EXERCISE MATERIAL:
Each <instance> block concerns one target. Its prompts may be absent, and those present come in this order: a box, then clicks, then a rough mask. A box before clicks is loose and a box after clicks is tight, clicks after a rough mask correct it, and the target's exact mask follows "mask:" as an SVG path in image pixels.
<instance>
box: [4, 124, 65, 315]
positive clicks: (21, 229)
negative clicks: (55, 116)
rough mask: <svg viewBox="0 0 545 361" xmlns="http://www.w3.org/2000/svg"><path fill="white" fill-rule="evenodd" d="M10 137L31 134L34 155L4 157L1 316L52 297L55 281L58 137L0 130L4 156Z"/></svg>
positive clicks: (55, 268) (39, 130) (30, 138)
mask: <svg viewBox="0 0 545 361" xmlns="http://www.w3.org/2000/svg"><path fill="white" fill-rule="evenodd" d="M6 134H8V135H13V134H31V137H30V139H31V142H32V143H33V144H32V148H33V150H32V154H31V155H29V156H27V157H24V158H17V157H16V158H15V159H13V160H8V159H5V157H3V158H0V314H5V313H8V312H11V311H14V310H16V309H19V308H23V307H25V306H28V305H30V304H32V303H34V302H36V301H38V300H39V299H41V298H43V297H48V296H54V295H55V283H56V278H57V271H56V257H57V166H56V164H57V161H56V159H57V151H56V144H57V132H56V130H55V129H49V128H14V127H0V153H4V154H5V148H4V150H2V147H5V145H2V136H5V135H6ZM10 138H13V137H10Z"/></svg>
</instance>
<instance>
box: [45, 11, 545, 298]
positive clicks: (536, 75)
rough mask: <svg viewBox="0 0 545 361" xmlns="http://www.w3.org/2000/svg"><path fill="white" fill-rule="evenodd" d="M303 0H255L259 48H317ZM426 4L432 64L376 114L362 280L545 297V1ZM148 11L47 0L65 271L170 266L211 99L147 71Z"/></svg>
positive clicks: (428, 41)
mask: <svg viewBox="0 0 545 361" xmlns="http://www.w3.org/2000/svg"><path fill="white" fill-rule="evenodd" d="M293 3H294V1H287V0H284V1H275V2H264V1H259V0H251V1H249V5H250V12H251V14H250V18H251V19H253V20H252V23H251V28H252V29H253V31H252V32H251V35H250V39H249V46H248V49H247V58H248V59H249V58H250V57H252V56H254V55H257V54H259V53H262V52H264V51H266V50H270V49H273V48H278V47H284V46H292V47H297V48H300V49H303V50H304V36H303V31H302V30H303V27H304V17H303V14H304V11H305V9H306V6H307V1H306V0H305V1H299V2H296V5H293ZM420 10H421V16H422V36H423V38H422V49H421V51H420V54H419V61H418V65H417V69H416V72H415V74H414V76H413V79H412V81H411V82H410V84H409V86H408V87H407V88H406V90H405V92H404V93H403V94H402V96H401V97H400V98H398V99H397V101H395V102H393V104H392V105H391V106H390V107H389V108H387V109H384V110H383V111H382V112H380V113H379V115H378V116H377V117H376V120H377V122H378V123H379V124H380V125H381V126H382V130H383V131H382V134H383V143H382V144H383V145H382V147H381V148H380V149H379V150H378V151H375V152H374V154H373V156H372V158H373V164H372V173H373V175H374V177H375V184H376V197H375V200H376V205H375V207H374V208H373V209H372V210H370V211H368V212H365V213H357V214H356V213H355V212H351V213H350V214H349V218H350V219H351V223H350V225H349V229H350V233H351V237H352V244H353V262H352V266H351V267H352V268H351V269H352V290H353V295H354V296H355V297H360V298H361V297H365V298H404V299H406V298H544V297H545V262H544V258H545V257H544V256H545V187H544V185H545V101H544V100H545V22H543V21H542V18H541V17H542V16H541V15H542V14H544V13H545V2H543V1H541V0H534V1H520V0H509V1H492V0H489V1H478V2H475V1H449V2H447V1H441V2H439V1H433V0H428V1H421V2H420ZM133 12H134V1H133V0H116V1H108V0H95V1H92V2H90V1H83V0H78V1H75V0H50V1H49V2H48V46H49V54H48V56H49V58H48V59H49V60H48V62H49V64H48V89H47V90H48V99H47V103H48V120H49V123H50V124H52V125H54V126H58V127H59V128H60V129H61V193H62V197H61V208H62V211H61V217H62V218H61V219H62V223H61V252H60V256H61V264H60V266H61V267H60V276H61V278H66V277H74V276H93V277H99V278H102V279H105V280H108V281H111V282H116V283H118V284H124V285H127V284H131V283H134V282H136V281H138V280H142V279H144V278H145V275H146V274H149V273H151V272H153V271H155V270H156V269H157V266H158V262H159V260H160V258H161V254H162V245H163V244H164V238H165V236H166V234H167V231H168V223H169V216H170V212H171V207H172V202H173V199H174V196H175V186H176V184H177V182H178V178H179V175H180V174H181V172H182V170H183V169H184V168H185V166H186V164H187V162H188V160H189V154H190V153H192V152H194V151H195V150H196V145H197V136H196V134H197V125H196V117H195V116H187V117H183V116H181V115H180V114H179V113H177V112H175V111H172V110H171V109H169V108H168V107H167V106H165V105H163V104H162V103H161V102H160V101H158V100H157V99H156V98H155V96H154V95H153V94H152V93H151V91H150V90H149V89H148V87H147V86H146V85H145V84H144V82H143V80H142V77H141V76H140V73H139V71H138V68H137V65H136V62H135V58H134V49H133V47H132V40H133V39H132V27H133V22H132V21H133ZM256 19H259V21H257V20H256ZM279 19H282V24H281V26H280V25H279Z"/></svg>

WORK INSTRUCTION:
The answer should be one number, namely how many lines of the entries above include the string "instance".

OUTPUT FOR THIS EXERCISE:
4